▶ [Listed records]:
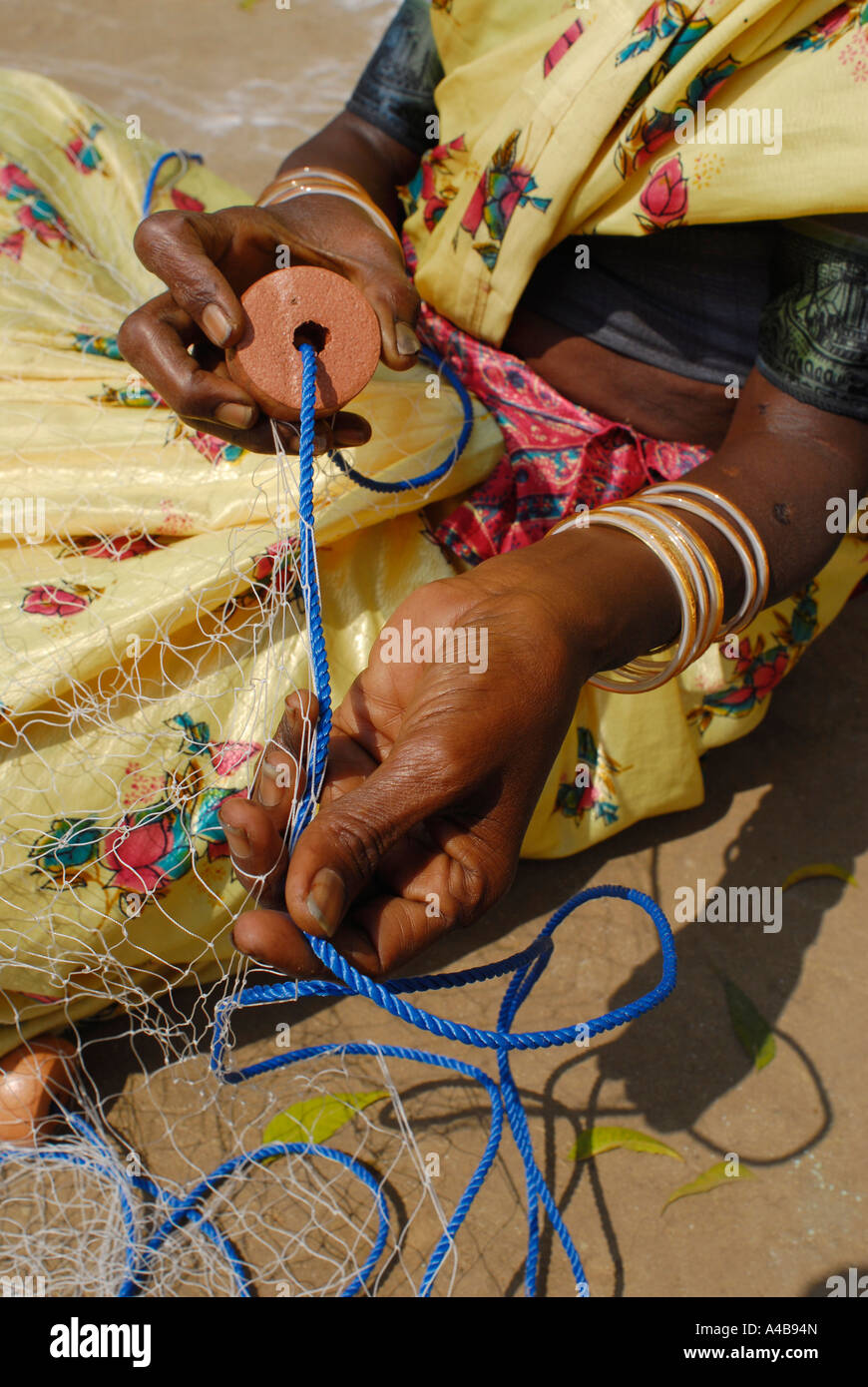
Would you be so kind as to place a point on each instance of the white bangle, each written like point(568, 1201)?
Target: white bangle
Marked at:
point(637, 680)
point(710, 577)
point(301, 191)
point(678, 536)
point(761, 576)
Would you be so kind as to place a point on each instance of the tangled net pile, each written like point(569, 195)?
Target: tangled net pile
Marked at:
point(320, 1186)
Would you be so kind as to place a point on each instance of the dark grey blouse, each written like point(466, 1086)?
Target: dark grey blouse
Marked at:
point(696, 299)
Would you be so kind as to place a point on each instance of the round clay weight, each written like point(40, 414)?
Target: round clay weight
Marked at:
point(304, 304)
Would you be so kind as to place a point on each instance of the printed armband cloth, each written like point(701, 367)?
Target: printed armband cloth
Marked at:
point(814, 333)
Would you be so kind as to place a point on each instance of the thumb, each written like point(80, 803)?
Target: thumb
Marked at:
point(338, 853)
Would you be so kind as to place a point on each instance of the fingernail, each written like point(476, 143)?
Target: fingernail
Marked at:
point(270, 790)
point(406, 338)
point(237, 416)
point(217, 324)
point(238, 842)
point(326, 899)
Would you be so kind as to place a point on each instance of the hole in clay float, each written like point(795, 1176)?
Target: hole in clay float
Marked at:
point(313, 333)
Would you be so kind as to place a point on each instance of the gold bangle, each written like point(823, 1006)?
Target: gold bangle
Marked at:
point(643, 675)
point(710, 575)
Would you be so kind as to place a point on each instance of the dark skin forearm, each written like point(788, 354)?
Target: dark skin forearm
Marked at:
point(779, 463)
point(372, 159)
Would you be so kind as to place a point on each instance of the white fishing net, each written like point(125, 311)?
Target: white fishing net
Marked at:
point(152, 629)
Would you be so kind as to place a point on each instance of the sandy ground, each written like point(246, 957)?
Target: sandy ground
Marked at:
point(241, 86)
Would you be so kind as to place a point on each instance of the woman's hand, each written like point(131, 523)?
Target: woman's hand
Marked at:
point(207, 259)
point(434, 771)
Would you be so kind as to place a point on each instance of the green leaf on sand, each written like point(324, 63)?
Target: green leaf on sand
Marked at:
point(750, 1025)
point(316, 1120)
point(708, 1180)
point(597, 1141)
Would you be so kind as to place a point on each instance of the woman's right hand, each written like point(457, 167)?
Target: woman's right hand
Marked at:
point(207, 259)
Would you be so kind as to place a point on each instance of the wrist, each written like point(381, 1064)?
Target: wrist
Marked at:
point(613, 596)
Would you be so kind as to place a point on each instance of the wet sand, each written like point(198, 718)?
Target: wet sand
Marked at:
point(242, 86)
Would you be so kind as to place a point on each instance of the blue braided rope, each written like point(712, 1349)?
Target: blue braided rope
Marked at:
point(526, 968)
point(308, 576)
point(164, 159)
point(441, 469)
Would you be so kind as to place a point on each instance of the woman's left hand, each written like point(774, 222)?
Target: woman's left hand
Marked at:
point(434, 771)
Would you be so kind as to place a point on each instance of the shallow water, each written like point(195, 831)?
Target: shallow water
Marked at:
point(240, 86)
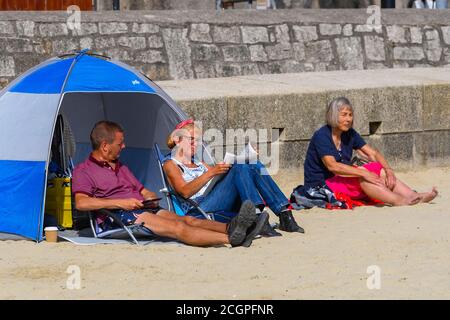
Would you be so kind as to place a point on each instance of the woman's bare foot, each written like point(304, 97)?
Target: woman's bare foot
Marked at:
point(414, 200)
point(428, 196)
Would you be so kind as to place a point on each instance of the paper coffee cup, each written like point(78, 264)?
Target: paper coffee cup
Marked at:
point(51, 234)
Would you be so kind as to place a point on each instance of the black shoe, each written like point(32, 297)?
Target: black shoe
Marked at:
point(269, 231)
point(256, 228)
point(288, 223)
point(237, 228)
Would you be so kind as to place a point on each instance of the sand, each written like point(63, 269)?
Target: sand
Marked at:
point(408, 245)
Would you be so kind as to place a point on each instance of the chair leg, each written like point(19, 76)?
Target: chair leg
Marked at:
point(91, 221)
point(131, 235)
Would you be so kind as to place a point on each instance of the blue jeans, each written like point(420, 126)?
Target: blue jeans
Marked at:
point(244, 182)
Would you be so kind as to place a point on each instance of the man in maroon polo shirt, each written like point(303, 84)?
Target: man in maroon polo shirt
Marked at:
point(102, 182)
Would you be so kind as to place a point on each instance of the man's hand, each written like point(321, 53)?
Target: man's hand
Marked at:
point(219, 169)
point(150, 195)
point(129, 204)
point(390, 179)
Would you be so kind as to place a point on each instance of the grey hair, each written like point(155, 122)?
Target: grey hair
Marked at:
point(333, 109)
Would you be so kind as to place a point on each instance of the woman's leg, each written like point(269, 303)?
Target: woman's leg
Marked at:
point(273, 196)
point(404, 190)
point(181, 231)
point(236, 187)
point(269, 190)
point(387, 196)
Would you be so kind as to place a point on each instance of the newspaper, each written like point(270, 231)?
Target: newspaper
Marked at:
point(248, 155)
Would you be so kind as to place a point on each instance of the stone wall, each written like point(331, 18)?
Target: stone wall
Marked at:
point(405, 113)
point(203, 44)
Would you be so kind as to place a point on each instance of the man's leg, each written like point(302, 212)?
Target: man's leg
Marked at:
point(179, 230)
point(194, 222)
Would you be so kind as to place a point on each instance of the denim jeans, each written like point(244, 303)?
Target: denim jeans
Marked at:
point(245, 182)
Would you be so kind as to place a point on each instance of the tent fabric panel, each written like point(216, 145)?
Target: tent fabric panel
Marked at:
point(21, 197)
point(47, 79)
point(26, 124)
point(93, 74)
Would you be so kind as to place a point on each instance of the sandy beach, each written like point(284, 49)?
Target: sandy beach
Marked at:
point(409, 245)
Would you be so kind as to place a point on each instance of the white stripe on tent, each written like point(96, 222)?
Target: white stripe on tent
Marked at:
point(26, 123)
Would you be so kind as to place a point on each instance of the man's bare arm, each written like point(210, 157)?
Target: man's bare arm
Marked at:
point(84, 202)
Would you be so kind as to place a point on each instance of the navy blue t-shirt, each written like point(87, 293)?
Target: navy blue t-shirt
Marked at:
point(321, 145)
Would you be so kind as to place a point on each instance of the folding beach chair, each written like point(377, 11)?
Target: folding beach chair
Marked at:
point(121, 230)
point(179, 204)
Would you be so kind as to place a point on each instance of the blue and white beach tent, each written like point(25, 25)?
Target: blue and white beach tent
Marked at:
point(84, 89)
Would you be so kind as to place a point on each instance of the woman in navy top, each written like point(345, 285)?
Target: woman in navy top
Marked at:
point(328, 162)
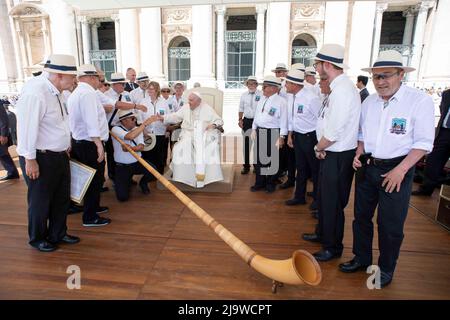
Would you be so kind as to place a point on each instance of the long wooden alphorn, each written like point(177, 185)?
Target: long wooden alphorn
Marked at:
point(302, 268)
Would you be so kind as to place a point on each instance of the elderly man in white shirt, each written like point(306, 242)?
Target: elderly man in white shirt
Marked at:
point(89, 129)
point(196, 156)
point(43, 145)
point(337, 135)
point(396, 131)
point(270, 128)
point(247, 108)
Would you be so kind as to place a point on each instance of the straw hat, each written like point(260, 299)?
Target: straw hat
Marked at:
point(87, 70)
point(124, 114)
point(310, 71)
point(61, 63)
point(389, 59)
point(142, 76)
point(295, 76)
point(117, 77)
point(250, 78)
point(298, 66)
point(280, 67)
point(272, 81)
point(332, 53)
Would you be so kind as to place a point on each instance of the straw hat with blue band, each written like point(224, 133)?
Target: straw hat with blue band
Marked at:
point(271, 81)
point(332, 53)
point(389, 59)
point(61, 63)
point(295, 76)
point(298, 66)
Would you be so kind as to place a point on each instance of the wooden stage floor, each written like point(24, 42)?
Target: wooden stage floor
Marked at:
point(155, 248)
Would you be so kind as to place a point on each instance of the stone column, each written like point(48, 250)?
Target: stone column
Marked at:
point(202, 46)
point(129, 39)
point(381, 7)
point(260, 31)
point(86, 39)
point(220, 66)
point(277, 41)
point(116, 19)
point(419, 32)
point(94, 35)
point(151, 42)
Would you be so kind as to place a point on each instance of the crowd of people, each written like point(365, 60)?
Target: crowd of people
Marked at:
point(301, 129)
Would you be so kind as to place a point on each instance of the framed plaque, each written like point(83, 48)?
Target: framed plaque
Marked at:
point(80, 178)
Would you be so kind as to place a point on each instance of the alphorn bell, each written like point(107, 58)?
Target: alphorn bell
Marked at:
point(301, 268)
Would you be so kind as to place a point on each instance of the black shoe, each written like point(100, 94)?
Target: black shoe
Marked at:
point(75, 209)
point(325, 255)
point(69, 239)
point(294, 201)
point(97, 222)
point(144, 188)
point(45, 246)
point(245, 170)
point(421, 192)
point(287, 184)
point(11, 177)
point(102, 210)
point(352, 266)
point(385, 279)
point(313, 206)
point(312, 237)
point(256, 188)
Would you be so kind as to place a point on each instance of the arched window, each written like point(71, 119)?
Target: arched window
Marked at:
point(304, 49)
point(179, 59)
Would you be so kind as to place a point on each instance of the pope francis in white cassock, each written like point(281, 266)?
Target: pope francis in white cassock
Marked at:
point(196, 156)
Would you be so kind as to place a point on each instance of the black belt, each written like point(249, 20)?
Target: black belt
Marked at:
point(386, 162)
point(51, 152)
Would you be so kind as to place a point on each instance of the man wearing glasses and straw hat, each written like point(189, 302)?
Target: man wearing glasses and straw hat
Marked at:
point(396, 131)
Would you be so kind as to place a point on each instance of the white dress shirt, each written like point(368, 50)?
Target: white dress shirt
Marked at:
point(303, 110)
point(249, 101)
point(407, 122)
point(138, 94)
point(175, 104)
point(87, 116)
point(339, 120)
point(271, 113)
point(113, 95)
point(42, 120)
point(159, 107)
point(121, 156)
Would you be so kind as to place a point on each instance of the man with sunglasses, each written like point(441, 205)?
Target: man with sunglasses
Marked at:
point(396, 131)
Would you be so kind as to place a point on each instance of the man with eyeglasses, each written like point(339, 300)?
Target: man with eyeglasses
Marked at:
point(396, 131)
point(247, 108)
point(127, 165)
point(337, 135)
point(89, 128)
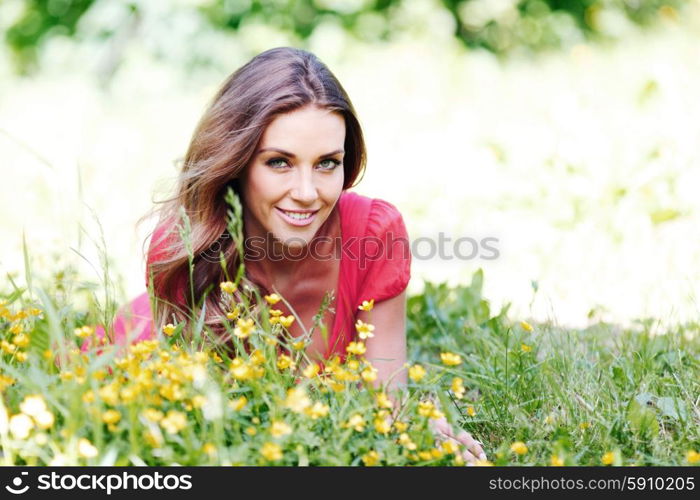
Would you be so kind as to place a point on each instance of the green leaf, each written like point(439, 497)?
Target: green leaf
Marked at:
point(641, 417)
point(673, 408)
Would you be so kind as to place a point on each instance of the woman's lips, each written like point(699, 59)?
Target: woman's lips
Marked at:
point(297, 222)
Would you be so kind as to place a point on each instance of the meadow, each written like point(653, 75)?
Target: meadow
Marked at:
point(534, 394)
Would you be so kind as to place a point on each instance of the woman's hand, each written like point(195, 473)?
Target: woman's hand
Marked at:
point(443, 431)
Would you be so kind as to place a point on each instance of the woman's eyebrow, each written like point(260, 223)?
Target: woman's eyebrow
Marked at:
point(292, 155)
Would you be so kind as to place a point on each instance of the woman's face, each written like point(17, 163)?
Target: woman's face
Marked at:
point(295, 176)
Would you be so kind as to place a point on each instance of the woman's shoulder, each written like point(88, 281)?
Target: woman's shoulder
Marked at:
point(383, 249)
point(376, 215)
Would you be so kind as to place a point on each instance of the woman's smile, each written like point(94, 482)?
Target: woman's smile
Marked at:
point(297, 218)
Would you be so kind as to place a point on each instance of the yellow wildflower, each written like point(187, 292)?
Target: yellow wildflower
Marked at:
point(416, 373)
point(450, 359)
point(84, 331)
point(400, 426)
point(364, 330)
point(240, 369)
point(382, 425)
point(7, 347)
point(272, 299)
point(111, 417)
point(370, 459)
point(356, 348)
point(21, 340)
point(556, 461)
point(153, 415)
point(233, 314)
point(86, 449)
point(271, 451)
point(174, 422)
point(518, 447)
point(238, 404)
point(284, 362)
point(366, 305)
point(257, 357)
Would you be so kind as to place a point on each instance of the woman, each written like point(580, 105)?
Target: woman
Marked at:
point(284, 135)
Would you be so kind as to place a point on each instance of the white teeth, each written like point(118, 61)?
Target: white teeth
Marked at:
point(298, 216)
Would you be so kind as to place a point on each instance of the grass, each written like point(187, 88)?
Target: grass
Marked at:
point(563, 396)
point(572, 394)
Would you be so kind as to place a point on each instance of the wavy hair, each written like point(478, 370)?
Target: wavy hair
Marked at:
point(277, 81)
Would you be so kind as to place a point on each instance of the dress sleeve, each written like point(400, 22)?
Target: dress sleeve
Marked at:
point(385, 254)
point(158, 247)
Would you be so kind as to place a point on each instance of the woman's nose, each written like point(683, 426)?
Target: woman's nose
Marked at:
point(305, 189)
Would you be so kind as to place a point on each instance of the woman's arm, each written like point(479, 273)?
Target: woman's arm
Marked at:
point(387, 349)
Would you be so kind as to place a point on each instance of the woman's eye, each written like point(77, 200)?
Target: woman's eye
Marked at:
point(273, 162)
point(327, 164)
point(332, 165)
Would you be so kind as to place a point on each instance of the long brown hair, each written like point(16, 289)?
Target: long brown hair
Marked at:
point(279, 80)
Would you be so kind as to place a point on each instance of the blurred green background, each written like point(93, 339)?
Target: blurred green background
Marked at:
point(566, 129)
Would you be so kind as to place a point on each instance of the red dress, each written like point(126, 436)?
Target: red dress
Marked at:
point(375, 264)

▶ [Objective]:
Reproduce the lines from the one containing "like point(683, 426)?" to the end of the entries, keeping both ends and adding nothing.

▶ [Finished answer]:
Would you be so kind as to place a point on each instance of the woman's nose, each written like point(683, 426)?
Target: woman's nose
Marked at:
point(305, 189)
Would you be so kind as to place a point on each instance of the woman's arm, each written like point(479, 273)?
Target: woman's arm
Marked at:
point(387, 349)
Would you be so kind as to place a point on each instance of the woman's eye, each written like point(77, 200)?
Target: woman's eye
Marked at:
point(273, 162)
point(327, 164)
point(332, 165)
Would you be so kind as to place a point on each instance of the long brown hair, each written like point(16, 289)?
Target: long brown hair
Marked at:
point(279, 80)
Would you be so kind as to place a point on each instance of the blurred green background, each written like point(93, 339)?
Target: blurred green background
Marked at:
point(566, 129)
Would you be so kind as to place a point on each instance of the red dress, each written like point(126, 436)?
Target: red dress
Marked at:
point(375, 264)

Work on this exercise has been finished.